§ **ASSIGNMENT**: Only lines containing the word "leaning" belong in the answer; copy each one from the records.

§ **RECORDS SUPPLIED**:
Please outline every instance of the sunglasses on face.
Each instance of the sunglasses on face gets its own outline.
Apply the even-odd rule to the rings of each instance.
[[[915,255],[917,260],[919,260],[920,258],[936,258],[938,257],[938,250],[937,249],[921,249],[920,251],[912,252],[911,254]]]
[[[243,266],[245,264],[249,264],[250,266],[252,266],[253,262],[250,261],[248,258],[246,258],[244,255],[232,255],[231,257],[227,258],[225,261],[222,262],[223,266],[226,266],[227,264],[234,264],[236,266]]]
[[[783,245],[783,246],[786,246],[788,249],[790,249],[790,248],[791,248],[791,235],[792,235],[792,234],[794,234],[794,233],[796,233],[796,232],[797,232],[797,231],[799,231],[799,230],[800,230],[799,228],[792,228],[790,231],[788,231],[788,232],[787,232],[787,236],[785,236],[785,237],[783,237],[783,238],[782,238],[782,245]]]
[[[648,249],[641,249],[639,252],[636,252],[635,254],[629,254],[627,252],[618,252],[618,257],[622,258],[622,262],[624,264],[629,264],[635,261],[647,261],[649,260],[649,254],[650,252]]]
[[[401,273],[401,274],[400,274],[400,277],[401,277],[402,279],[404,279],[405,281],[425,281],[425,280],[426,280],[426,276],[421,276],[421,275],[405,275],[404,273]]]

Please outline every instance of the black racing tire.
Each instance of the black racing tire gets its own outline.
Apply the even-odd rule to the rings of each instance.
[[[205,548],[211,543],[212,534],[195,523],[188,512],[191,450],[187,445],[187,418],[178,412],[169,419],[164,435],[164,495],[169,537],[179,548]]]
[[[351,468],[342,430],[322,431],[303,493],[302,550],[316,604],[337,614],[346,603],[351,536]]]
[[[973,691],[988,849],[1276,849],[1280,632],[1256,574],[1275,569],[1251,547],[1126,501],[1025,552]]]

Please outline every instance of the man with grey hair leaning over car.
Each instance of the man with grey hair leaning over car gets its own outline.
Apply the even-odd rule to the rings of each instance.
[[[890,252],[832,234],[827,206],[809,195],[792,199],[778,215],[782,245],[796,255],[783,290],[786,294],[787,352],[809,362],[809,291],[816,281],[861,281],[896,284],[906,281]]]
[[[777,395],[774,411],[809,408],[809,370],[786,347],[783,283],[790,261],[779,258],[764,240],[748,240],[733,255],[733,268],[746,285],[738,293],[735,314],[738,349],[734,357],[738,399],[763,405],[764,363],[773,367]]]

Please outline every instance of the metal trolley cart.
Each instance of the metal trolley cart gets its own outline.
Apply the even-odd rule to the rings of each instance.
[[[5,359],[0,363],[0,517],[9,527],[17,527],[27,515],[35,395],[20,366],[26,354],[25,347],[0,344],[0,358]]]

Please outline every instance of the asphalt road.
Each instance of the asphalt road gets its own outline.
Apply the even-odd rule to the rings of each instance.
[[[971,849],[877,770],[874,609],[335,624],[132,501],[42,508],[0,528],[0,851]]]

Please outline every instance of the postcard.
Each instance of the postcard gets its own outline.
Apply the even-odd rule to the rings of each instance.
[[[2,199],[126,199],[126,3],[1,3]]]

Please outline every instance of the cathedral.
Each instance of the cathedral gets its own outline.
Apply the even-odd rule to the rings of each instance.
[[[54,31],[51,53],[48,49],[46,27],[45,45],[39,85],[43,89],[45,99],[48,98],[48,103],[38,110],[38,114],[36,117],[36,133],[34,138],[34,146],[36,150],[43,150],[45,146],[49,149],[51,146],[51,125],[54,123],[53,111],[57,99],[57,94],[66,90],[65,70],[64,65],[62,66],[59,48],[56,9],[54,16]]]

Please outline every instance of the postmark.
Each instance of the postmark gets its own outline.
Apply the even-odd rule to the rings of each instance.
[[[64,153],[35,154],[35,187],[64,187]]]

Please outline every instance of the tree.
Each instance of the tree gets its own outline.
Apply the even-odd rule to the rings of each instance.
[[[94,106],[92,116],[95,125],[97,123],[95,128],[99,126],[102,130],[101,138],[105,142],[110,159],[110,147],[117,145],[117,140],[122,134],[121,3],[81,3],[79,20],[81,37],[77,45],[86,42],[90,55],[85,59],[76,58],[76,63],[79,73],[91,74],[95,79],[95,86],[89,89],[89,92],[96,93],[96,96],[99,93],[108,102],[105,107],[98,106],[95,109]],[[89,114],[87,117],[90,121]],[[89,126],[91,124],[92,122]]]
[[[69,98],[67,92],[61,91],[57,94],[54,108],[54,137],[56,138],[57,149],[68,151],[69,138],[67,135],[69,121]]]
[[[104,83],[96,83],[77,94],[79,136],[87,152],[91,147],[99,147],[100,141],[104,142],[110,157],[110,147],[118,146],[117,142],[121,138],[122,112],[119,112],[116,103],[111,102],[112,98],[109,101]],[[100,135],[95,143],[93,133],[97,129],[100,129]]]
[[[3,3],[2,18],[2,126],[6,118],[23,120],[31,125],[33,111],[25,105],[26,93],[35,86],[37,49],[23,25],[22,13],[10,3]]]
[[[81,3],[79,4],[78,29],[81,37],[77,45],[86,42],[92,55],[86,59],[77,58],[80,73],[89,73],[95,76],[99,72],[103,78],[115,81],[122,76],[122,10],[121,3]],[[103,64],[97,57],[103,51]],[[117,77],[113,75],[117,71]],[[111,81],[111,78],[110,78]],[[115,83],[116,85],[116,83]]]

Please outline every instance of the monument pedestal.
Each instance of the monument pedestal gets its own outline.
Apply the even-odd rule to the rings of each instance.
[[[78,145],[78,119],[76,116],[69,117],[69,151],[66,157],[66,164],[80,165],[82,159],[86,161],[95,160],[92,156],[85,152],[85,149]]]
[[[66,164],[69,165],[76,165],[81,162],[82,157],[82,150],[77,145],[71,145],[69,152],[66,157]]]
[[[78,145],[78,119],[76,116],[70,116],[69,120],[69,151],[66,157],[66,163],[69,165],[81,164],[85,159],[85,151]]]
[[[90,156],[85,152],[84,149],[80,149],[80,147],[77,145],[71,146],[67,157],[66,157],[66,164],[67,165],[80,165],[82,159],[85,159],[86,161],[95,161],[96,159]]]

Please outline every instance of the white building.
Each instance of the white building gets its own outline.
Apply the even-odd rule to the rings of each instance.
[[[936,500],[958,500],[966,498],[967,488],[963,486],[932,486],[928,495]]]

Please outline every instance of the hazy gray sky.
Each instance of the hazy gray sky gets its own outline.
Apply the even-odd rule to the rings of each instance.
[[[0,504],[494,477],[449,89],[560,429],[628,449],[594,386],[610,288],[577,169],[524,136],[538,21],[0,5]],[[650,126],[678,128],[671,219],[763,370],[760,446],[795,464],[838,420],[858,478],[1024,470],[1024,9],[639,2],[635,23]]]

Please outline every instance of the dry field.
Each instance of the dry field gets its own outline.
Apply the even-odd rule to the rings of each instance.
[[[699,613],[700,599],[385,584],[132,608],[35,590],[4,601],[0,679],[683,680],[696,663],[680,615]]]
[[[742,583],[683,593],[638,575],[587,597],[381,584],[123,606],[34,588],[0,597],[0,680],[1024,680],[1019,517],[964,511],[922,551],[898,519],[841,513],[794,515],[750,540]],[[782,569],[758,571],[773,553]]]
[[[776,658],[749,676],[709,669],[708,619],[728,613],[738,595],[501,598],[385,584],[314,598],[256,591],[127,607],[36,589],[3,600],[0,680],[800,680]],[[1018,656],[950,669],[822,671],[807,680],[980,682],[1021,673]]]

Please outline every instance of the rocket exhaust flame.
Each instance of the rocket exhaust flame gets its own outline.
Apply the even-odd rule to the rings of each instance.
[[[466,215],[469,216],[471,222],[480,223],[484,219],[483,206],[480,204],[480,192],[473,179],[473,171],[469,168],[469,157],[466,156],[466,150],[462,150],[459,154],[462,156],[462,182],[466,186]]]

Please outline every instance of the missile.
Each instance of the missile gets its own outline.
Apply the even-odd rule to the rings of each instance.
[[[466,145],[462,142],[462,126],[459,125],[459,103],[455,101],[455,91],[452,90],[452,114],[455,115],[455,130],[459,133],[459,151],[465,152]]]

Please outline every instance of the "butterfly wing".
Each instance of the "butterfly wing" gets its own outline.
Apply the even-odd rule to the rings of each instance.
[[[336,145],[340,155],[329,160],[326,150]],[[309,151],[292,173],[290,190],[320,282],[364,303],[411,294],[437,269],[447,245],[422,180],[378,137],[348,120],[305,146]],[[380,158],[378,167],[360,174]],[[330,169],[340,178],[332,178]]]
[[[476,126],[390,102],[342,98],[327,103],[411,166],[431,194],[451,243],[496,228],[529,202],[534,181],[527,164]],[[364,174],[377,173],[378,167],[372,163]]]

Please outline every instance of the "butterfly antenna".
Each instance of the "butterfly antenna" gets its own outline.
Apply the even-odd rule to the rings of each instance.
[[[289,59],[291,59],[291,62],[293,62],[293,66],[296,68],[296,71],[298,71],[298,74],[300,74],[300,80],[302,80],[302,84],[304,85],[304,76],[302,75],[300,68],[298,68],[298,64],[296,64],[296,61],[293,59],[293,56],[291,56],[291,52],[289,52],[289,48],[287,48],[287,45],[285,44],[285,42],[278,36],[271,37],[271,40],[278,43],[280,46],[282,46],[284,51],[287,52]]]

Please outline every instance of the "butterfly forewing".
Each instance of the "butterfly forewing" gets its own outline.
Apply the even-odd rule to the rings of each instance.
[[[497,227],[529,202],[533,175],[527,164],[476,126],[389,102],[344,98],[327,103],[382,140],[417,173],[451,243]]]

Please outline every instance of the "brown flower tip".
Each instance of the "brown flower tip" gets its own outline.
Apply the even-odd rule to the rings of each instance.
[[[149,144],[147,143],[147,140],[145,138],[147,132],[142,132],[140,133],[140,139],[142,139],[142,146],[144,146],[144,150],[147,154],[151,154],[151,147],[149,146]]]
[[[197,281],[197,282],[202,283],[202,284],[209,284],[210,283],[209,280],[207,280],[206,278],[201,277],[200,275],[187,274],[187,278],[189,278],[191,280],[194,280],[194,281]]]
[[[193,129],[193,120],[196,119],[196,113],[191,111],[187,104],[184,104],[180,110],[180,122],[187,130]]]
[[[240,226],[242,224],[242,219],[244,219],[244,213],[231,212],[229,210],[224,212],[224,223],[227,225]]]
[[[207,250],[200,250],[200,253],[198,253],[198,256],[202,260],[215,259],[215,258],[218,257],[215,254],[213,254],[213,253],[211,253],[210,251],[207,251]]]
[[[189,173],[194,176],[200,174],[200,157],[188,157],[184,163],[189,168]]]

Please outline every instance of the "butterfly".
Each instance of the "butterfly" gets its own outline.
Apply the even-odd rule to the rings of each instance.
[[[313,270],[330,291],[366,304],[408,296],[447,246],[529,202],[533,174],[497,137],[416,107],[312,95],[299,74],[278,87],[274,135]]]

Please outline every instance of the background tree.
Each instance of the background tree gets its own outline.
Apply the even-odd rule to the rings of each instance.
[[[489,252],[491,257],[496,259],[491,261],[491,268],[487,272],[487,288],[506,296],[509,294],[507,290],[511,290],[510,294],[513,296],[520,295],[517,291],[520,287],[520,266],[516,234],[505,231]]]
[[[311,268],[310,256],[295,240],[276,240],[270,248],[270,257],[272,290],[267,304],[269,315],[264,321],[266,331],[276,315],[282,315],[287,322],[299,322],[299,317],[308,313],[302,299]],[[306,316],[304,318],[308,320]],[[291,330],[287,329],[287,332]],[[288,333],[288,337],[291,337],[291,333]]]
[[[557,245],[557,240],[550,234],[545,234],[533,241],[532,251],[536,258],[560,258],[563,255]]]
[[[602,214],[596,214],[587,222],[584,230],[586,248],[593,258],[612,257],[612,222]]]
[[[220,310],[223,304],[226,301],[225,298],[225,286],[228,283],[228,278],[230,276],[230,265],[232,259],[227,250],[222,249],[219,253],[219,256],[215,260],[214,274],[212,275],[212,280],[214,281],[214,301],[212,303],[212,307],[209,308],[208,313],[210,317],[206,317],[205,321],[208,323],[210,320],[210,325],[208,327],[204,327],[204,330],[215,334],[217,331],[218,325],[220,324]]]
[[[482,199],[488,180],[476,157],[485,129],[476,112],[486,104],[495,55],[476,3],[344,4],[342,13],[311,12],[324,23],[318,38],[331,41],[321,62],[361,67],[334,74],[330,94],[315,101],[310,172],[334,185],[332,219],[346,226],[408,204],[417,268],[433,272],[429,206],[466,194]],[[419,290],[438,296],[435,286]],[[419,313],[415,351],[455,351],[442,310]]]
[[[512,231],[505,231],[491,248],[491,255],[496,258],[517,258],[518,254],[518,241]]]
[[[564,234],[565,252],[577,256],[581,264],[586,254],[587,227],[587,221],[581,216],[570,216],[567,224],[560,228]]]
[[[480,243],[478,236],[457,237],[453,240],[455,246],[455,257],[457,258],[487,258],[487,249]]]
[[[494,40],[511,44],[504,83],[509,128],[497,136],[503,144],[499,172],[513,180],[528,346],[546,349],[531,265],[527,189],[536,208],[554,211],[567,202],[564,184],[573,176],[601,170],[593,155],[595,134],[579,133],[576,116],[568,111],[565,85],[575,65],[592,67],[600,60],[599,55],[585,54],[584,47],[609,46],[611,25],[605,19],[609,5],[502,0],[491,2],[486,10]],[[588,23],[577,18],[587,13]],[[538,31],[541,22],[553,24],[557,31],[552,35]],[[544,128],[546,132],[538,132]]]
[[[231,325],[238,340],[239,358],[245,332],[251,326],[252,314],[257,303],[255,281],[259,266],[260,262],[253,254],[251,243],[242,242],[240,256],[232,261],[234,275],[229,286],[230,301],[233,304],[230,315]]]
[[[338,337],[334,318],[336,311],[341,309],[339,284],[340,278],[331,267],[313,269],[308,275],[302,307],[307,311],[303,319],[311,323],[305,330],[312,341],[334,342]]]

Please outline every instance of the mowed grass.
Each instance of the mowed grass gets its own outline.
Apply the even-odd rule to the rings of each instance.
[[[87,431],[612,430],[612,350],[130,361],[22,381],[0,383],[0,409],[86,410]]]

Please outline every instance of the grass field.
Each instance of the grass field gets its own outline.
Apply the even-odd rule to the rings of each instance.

§ **EXERCISE OUTPUT**:
Please outline every instance of the man with grey hair leaning over car.
Each instance of the man with grey hair leaning over car gets its own outline.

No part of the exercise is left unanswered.